**Excerpted passage**

Wednesday, February 24, 2010 1:50:00 pm  
Blogger Andy Lynes said...

This restaurant has been open since Monday and you leave it until Tuesday night to post your review? I'm sorry, it's just not good enough. Next time, go for lunch and get your stuff online in time for me to decide if I want to book for dinner the same day.

Also, why no picture of the dining room?

Wednesday, February 24, 2010 5:04:00 pm  
Blogger Hermano 2 said...

Actually, Wednesday morning, Andy. I wanted to give it time to "bed in" Fortunately, Bruno being a pro and not a money grabber like so many, it didn't need time to bed in and was terrific and you should go as soon as you can. it will remind you of how good restaurants used to be.


Wednesday, February 24, 2010 5:08:00 pm  
Blogger Andy Lynes said...

Hoping to be there very soon. Only ate Loubet's food once at L'Odeon and really looking forward to trying it again.

Wednesday, February 24, 2010 6:18:00 pm  
Anonymous The Grubworm said...

I was a bit sad that the Zetter's dining room had closed it's doors, but hadn't processed what had opened up in it's place. I'm now quite excited.

Thie area around Farringdon seems to be turning into a bit of a foodie hothouse - Here, Eastside Inn, Portal, St John, Vinoteca, the Gascon family...

Thursday, February 25, 2010 8:50:00 am  
Anonymous Carl Y. said...

When Loubet left,he apparently said to his staff "I'll be back" in true Arnie style.....seems he has indeed returned,and London is the better for it.

Thursday, February 25, 2010 12:04:00 pm  
Anonymous MrP said...

While the place is done up quite nicely, it seems that everyone there was reliving an experience in Loubet's restaurant from long ago, as evidenced by the chatter from neighboring tables.

On a recent visit the food was hit and miss. My Lamb shoulder, stuffed into a giant casing was warm on the outside, and still chilled in the middle from its time in the cooler. Even the warm bit lacked proper seasoning, everything overpowered by the fat, and the accompaniments were bland and non complementary.
My dining companion's roast pigeon however, was done almost perfectly, and the reduction was good enough to drink by the glass. There was however a bit too many bits of sliced cauliflower adorning the plate.
The service was fine except for the waiter nervously fluttering around the table constantly.
I'll second your review of the chocolate tartlet, spot on, but with the ice cream leaving something to be desired.
I'll give it one more try only due to how well the pigeon was done, but there's no excuse for anything remotely resembling the lamb shoulder to be anywhere near the menu, hot or cold.

PS Always enjoy your reviews!

Friday, February 26, 2010 11:11:00 am  
Anonymous gary marshall said...

it's a good job there's another northerner on the london scene now to inject some balance! went tuesday night with a chef mate, was ok but inverted lyonnaise salad actively unpleasant in several respects put us off, veal special ok, upsold wine. couldn't be bothered to stay for dessert, went to the eagle for a custard tart and pint. Didn't strike me as that special but i will accept there may be better choices on the menu than ours. £97 for 1 wine, 2 starter 2 main and service, hmmm.

Friday, March 05, 2010 8:15:00 pm  
Blogger Hermano 1 said...

God save us from moaning Northeners. You should have gone when we went - it were great.

**Exercise 1**
Answer these from the comment thread:
(a) Which dish does MrP say was done almost perfectly?
(b) Where did gary marshall go for a custard tart and a pint?
(c) Where had Andy Lynes once eaten Loubet's food?
The comment thread and the entries come from unrelated sources.

**Data for processing**

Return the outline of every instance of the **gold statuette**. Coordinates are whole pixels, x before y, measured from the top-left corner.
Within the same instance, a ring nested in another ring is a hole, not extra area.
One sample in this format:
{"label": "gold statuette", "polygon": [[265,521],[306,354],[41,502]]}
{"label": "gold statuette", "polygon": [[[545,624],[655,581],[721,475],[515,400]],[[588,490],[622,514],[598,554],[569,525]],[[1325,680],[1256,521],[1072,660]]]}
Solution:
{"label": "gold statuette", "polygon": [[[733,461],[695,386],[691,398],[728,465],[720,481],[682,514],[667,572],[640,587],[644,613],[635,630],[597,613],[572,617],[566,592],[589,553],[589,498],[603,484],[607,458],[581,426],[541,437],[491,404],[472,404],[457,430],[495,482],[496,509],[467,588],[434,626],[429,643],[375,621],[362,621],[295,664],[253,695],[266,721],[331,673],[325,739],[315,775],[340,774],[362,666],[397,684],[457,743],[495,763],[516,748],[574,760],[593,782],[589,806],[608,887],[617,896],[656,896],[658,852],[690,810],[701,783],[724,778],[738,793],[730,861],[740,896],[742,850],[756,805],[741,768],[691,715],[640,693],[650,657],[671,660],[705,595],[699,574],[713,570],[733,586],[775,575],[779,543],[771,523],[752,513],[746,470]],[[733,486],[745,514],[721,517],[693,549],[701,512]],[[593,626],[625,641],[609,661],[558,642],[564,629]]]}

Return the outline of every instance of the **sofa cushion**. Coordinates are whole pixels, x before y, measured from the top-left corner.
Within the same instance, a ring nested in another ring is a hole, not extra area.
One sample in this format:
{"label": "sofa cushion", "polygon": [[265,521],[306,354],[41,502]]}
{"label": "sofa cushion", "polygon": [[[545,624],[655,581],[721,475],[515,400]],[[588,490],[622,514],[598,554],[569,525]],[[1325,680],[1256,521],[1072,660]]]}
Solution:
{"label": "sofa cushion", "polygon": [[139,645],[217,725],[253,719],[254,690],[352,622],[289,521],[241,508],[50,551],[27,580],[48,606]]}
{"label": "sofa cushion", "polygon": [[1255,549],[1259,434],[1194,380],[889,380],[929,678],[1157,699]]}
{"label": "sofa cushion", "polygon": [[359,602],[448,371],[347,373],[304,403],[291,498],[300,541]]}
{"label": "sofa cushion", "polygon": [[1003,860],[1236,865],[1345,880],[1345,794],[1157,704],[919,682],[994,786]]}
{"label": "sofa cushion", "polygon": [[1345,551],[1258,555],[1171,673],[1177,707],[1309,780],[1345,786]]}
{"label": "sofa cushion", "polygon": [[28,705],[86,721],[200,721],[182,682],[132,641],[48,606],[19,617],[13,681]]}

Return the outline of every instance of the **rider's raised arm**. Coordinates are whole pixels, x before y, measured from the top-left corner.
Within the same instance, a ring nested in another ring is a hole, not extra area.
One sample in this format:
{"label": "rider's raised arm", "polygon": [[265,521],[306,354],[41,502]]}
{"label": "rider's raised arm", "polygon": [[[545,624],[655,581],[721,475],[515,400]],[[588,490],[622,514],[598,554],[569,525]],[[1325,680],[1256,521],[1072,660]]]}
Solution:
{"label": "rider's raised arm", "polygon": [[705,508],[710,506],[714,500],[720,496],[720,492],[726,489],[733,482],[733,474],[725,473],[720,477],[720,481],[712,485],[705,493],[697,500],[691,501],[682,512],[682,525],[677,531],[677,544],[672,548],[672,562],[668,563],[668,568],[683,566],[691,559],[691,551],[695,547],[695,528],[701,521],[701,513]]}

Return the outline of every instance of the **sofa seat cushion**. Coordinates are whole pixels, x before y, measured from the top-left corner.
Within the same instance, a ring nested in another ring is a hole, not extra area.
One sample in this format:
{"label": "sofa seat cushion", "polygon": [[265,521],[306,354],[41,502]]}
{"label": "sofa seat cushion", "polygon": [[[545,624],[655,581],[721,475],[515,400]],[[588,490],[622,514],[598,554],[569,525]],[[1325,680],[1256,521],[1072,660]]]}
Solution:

**Exercise 2**
Rename "sofa seat cushion" as "couch seat cushion" in the entries, beginning at the line that has "Return the outline of every instance of the **sofa seat" and stopping at the last line of the entries. Return only those lines, with nothing else changed.

**Written response 1**
(a) His dining companion's roast pigeon.
(b) The eagle.
(c) L'Odeon.

**Written response 2**
Return the outline of every instance of the **couch seat cushion**. Coordinates are whole pixels, x before y, measured from the top-left corner.
Within the same instance, a ring nested in another ring is a hole, not extra area.
One sample in this format:
{"label": "couch seat cushion", "polygon": [[265,521],[306,354],[41,502]]}
{"label": "couch seat cushion", "polygon": [[[545,624],[655,581],[721,475],[515,400]],[[588,490],[622,514],[598,554],[569,525]],[[1325,680],[1256,521],[1072,660]]]}
Solution:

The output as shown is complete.